• PAGE EXCERPT
######

Due to where I work I get to see a lot of whats going on in many state agency's. **note I am not employed by the state**

Specifically DTS(Department of Technology services), and DEQ(Department of Environmental Quality). Both have already had their budgets eviscerated. The annual/quarterly layoff lotto has destroyed moral in state employee's. Along with a massive upswing in excessive CYA behavior productivity has collapsed.

Utah is sitting on a budget nightmare, They have a huge underfunded state employee's pension fund that's going to need an extra $400 million annually to stay afloat in addition to the $850 million dollar shortfall they already have. The coming health care bill is greatly increasing the medicaid mandate as well(along with closing loopholes that let the state dump people off of it).

The amount of cutting Utah can do at this point is extremely limited, Playing musical chairs with where the tax's come from to defund things without saying their defunding them won't help much either. The state legislature needs to hunker down swallow its pride and raise the income tax.

Scott Hinrichs said...

Those that favor raising taxes when times get tough rarely consider the negative impact on the economy, which causes a further impact on tax receipts.

The way to avoid situations like the one we face today is to be vigilant when the economy is good --- including keeping government within its proper scope. Alas, there is little political payoff for doing so.

The 78% growth figure, as I understand it, covers the figure from the recovery following the 2001-2002 recession up through the results of the 2008 legislative session.

RD said...

"2001-2002 recession up through the results of the 2008 legislative session."

Given that time period that 78% would be inflated by atleast 2x what it actually is.

"including keeping government within its proper scope."

2008 crisis was created by deregulation.

Cameron said...

"The annual/quarterly layoff lotto has destroyed moral in state employee's."

And in the private sector, including the company I work for. Everyone is in the same boat, yet giving more revenue to state offices means taking revenue from me and the company that employs me.

RD said...

Many in the construction(Asbestos, and Lead paint abatement among other things) industry depend on DEQ-DAQ(DAQ- Department of air quality) inspecting their demolition projects on a timely basis, slow downs here cost the private industry money.

######

• QUESTIONS TO ANSWER
1 - In the Utah budget discussion, how much extra money does the underfunded state employees' pension fund need each year?
2 - Write a continuation of the Utah budget discussion, starting right after its last sentence.

Saved entries
######

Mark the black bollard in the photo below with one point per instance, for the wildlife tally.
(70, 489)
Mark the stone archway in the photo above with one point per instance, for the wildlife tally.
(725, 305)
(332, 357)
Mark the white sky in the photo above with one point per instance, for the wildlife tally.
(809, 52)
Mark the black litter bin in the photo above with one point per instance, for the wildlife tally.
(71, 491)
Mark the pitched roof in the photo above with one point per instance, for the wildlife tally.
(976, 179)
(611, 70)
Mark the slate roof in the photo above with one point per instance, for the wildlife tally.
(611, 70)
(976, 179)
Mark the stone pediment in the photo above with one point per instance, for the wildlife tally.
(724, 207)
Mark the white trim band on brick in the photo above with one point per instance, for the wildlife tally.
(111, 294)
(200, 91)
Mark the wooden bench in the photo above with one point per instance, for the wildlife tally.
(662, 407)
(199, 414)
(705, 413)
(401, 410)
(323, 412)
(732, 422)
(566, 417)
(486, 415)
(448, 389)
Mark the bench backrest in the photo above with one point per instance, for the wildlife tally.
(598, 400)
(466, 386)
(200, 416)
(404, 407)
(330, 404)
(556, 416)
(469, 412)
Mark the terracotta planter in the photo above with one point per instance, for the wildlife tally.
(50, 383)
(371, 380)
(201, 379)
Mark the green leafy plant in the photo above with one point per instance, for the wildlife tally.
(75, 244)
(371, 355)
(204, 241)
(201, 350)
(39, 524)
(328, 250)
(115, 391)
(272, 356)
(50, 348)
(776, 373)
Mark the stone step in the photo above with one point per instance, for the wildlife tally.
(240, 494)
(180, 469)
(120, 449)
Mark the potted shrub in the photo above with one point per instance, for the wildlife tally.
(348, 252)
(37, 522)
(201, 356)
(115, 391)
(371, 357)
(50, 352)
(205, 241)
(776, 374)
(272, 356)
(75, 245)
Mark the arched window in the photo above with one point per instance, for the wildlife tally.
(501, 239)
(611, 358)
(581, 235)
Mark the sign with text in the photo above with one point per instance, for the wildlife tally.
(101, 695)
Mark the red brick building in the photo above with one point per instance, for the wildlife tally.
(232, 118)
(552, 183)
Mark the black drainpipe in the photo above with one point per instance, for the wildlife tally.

######

• ANSWER SECTION
1 - An extra $400 million annually.

2 -
And trust me you don't want a large reduction in inspections, illegal dumping of toxic products would go through the roof. This could also result in multi hundred million dollar loses in the private sector from increased water filtration needs.

The lead monitoring guys had a rather hefty load over the last year with the lead in Chinese products problem. Was fun watching them use their detection guns(uses radiation to determine lead quantity).

It's not so cut and dried as you think. The state has cut and cut valiantly, however we are at or very near the end of being able to do that further.

This state doesn't to my knowledge run any extra entitlement programs they are not mandated to do. This state uses every trick in the book to prevent people from being on medicaid. This state has not increased medicaid coverage above what is required by law. This state has not increased CHIP coverage beyond what is required by law.

Just saying they should cut the budget is great and all, but what is left to cut. I want to know specifically what they should cut and legally can cut and not just the generalization that they should cut.

I should also note their are alternative funding options as well, allowing Energy Solutions to bring more LLW waste here for one. Allowing Tavaputs to get his CNG wells going. The Green River nuclear plant could bring additional funds into the state.

Maybe Bennet or Hatch could get Mineral access rights opened up in the grand escalate national park in exchange for their votes on health care(they won't be able to stop it might as well get something out of it).